_Data_
+ + + + +

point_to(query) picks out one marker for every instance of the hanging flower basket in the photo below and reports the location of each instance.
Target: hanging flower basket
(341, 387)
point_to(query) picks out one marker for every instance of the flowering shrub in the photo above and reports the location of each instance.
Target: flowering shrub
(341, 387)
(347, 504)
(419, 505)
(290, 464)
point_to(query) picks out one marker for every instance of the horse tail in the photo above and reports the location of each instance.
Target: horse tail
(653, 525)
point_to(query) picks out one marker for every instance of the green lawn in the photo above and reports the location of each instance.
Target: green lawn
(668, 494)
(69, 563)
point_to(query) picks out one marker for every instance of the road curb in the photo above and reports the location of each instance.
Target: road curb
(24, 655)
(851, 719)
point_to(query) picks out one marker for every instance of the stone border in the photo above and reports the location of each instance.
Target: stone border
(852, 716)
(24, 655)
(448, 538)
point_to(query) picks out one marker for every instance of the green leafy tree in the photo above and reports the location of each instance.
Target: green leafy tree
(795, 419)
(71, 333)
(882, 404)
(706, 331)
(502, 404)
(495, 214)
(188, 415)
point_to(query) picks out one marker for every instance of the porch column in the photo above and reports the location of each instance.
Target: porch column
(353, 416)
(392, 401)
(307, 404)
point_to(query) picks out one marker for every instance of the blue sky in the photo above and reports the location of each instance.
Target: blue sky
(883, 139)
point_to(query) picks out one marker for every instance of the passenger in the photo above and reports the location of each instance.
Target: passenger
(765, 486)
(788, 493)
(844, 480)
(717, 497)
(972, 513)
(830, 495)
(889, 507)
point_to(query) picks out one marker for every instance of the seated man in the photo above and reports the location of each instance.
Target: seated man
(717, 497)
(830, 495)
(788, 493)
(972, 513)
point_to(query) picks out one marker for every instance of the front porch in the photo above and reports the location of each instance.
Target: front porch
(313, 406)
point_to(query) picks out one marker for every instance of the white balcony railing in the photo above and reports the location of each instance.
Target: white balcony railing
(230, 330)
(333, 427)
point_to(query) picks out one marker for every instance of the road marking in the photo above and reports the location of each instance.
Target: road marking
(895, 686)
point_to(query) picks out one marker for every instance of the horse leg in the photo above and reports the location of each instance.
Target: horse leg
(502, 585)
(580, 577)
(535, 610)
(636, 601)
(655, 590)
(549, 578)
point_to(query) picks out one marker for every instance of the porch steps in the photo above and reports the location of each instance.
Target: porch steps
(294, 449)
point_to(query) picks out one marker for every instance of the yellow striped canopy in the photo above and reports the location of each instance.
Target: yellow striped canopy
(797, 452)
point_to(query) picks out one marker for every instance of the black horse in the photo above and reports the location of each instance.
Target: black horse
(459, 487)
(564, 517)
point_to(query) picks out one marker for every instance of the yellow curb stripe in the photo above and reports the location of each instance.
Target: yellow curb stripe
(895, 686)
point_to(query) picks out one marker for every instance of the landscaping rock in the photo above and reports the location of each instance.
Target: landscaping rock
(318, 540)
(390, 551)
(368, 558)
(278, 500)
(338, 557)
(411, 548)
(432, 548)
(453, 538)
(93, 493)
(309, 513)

+ + + + +

_About this exercise_
In full and exactly as written, reproduce the records above.

_Task response_
point_to(query) picks out one marker for every instance of the hanging flower basket in the photo below and reports the location of each instance.
Target: hanging flower basket
(341, 387)
point_to(query) picks out one marker for every instance of the flowering shrub in the photo above and reports the location of each instance.
Target: flowering shrub
(341, 387)
(347, 504)
(419, 505)
(290, 464)
point_to(query) picks out one marker for every instance of the horse tail in the photo above and reports the location of each instance.
Target: horse tail
(653, 525)
point_to(query) picks out one marker for every instance of the green lawn in the photo above and reports the location of each instance.
Target: green lawn
(668, 494)
(69, 563)
point_to(query) picks out one marker for every instance of the road curb in the photo above and reports the location of each instance.
Target: road curb
(24, 655)
(851, 719)
point_to(query) picks out one marker for every instance of the stone border in the photo above and reports the location of each instance.
Target: stone border
(852, 716)
(24, 655)
(448, 538)
point_to(query) picks out one marker for every instance of the green leafy tree in the photo above and reports the location of each instance.
Target: green leafy tree
(795, 419)
(71, 333)
(882, 404)
(706, 331)
(502, 404)
(495, 214)
(188, 415)
point_to(query) picks out one marker for every instance of the porch column in the photo above and reports the location of each instance.
Target: porch column
(353, 416)
(392, 401)
(307, 404)
point_to(query) picks out one marker for every instance of the blue sky in the photo above and reports the location of each instance.
Target: blue sky
(883, 139)
point_to(query) picks out one marker for every instance of the passenger in the photo above and reports the location of each instance.
Target: passenger
(765, 486)
(788, 493)
(844, 480)
(717, 497)
(972, 513)
(830, 495)
(889, 507)
point_to(query) picks out one marker for every instance of the seated man in the photo above and reports the location of each instance.
Target: seated man
(717, 497)
(830, 495)
(788, 493)
(972, 513)
point_to(query) picks out one marker for every instance of the front porch in the photo above and reports the location of each instance.
Target: front porch
(313, 406)
point_to(query) picks out one marker for every instance of the white balcony railing in the photo above and reports the location of each instance.
Target: white balcony railing
(230, 330)
(333, 427)
point_to(query) picks out one marker for every instance of the road marking in the photo above and reports the location of each instance.
Target: road marking
(895, 686)
point_to(query) picks out one marker for every instance of the horse leg in the photo above and reports the location of each instance.
Target: horse leg
(502, 585)
(580, 577)
(535, 610)
(636, 601)
(655, 590)
(549, 578)
point_to(query) picks out one marker for every instance of the porch steps in the photo above and reports the location of each instance.
Target: porch steps
(294, 449)
point_to(query) picks out one marker for every instance of the yellow striped canopy in the photo above and reports the location of each instance.
Target: yellow striped canopy
(797, 452)
point_to(query) picks out one marker for every instance of the black horse in the photo above and reports the location of each instance.
Target: black horse
(459, 487)
(564, 517)
point_to(query) picks out one marker for every instance of the yellow curb stripe in the photo above and reports the location of each instance.
Target: yellow curb stripe
(895, 686)
point_to(query) picks out one marker for every instance of the landscaping rock in the photo above and reports the location of each instance.
Target: landscaping rock
(318, 540)
(390, 551)
(368, 558)
(278, 500)
(338, 557)
(411, 548)
(432, 548)
(453, 538)
(93, 493)
(309, 513)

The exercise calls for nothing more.